Listed entries:

= = =

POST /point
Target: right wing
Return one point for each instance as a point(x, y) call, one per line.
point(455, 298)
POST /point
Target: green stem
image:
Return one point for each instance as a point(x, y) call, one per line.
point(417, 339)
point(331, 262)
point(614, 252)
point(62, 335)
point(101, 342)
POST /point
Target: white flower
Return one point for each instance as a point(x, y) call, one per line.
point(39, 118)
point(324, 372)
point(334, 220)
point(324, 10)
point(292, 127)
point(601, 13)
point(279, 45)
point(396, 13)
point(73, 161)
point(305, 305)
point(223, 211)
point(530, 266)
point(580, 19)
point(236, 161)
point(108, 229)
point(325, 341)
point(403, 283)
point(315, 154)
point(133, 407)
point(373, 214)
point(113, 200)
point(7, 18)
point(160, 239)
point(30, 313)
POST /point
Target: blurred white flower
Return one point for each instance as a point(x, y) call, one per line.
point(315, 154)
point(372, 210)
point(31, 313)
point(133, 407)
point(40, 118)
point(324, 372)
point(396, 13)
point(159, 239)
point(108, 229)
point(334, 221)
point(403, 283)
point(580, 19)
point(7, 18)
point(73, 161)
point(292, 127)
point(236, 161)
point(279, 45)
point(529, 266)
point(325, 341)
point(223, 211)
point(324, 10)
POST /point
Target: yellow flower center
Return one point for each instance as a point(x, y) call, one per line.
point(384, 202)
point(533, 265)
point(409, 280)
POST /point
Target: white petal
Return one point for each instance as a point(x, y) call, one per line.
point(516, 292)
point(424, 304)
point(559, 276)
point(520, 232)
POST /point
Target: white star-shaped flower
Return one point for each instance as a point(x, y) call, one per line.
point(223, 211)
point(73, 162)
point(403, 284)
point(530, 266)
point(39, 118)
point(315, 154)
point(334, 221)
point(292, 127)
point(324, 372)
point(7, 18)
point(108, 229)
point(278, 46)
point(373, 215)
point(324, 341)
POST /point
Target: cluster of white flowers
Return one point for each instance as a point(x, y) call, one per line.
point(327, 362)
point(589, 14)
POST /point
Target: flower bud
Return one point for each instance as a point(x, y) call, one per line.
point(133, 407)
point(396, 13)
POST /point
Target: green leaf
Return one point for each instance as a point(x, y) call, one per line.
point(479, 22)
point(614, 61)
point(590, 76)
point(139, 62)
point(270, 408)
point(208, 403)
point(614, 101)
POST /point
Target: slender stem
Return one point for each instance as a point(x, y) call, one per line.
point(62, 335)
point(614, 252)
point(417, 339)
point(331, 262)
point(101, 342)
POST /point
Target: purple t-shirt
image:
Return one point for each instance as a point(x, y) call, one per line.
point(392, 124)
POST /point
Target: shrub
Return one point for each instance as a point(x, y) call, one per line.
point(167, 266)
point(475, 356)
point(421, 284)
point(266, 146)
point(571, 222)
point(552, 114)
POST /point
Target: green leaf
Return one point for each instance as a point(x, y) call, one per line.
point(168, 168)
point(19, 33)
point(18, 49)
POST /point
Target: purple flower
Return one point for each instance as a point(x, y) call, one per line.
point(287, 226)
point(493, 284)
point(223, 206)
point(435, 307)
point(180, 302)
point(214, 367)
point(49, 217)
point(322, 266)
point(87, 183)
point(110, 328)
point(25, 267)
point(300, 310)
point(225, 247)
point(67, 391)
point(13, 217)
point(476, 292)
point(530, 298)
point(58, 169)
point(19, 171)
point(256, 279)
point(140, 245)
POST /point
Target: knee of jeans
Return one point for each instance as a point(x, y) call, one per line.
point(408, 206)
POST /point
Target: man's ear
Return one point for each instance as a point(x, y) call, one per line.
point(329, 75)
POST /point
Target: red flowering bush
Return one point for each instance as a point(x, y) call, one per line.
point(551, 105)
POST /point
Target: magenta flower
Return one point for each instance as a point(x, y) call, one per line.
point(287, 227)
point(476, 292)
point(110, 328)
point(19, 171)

= = =

Task item:
Reproduce the material exactly, with every line intact.

Task output:
POST /point
Target: right wing
Return one point for each instance as a point(x, y) call, one per line.
point(455, 298)
POST /point
Target: green stem
image:
Return one point for each instance as a point(x, y) call, one per line.
point(417, 339)
point(331, 262)
point(614, 252)
point(62, 335)
point(101, 342)
POST /point
Target: white flower
Return one point for each instance as a point(x, y) call, one per line.
point(39, 118)
point(324, 372)
point(334, 220)
point(324, 10)
point(292, 127)
point(601, 13)
point(279, 45)
point(396, 13)
point(73, 161)
point(305, 305)
point(223, 211)
point(530, 266)
point(580, 19)
point(236, 161)
point(108, 229)
point(325, 341)
point(403, 283)
point(315, 154)
point(133, 407)
point(373, 214)
point(113, 200)
point(7, 18)
point(160, 239)
point(30, 313)
POST /point
Target: blurred white flower
Return one point for each instance as a point(x, y) call, one per line.
point(315, 154)
point(372, 210)
point(31, 313)
point(133, 407)
point(40, 118)
point(324, 372)
point(396, 13)
point(159, 239)
point(108, 229)
point(334, 221)
point(403, 283)
point(580, 19)
point(7, 18)
point(73, 161)
point(292, 127)
point(236, 161)
point(279, 45)
point(529, 266)
point(325, 341)
point(223, 211)
point(324, 10)
POST /point
Target: yellow flower center
Return one point for each instance as a point(x, y) call, one per line.
point(384, 202)
point(533, 265)
point(409, 280)
POST /point
Target: white petal
Return one point for each instance as a point(x, y) call, one per line.
point(516, 292)
point(424, 304)
point(559, 276)
point(520, 232)
POST /point
Target: white star-shaped flower
Return one point for each instance as a point(x, y) call, one per line.
point(223, 211)
point(73, 162)
point(403, 284)
point(530, 266)
point(39, 118)
point(315, 154)
point(334, 221)
point(292, 127)
point(324, 372)
point(7, 18)
point(108, 229)
point(278, 46)
point(373, 215)
point(324, 341)
POST /point
Target: cluster of white flowers
Return one point for each instance as a point(x, y) call, one per line.
point(327, 362)
point(589, 14)
POST /point
Target: flower bud
Return one point for each instance as a point(x, y) call, one per line.
point(133, 407)
point(396, 13)
POST /point
Target: green leaf
Return one point for each instance as a point(x, y) call, one per line.
point(479, 22)
point(614, 61)
point(590, 76)
point(139, 62)
point(270, 408)
point(208, 403)
point(614, 101)
POST /point
Target: slender stem
Return one point for each instance as a point(x, y) call, one per line.
point(62, 335)
point(614, 252)
point(417, 339)
point(331, 262)
point(101, 342)
POST /point
Target: purple t-shirt
image:
Return one point for each instance as a point(x, y) call, one per line.
point(392, 124)
POST /point
Target: shrub
Return one point for each instance as a point(x, y) call, one per line.
point(167, 266)
point(475, 356)
point(421, 284)
point(266, 146)
point(571, 222)
point(552, 114)
POST /point
Target: green leaf
Return one point for each instance as a point(x, y) call, one per line.
point(168, 168)
point(19, 33)
point(18, 49)
POST /point
Target: purple flower
Return one point for each instance as a point(x, y) call, one per line.
point(287, 226)
point(493, 284)
point(223, 206)
point(435, 307)
point(180, 302)
point(214, 367)
point(49, 217)
point(322, 266)
point(87, 183)
point(110, 328)
point(25, 267)
point(300, 310)
point(225, 247)
point(67, 391)
point(13, 217)
point(476, 292)
point(530, 298)
point(58, 169)
point(19, 171)
point(256, 279)
point(140, 245)
POST /point
Target: knee of jeans
Return one point for each instance as a point(x, y) call, one per line.
point(408, 206)
POST /point
Target: man's ear
Return one point for each instance as a point(x, y) call, one per line.
point(329, 75)
POST /point
Target: red flowering bush
Return one point for each instance as a point(x, y) call, one per line.
point(551, 105)
POST /point
Target: magenta flower
Return one point for each instance as a point(x, y) call, one per line.
point(287, 227)
point(476, 292)
point(110, 328)
point(19, 171)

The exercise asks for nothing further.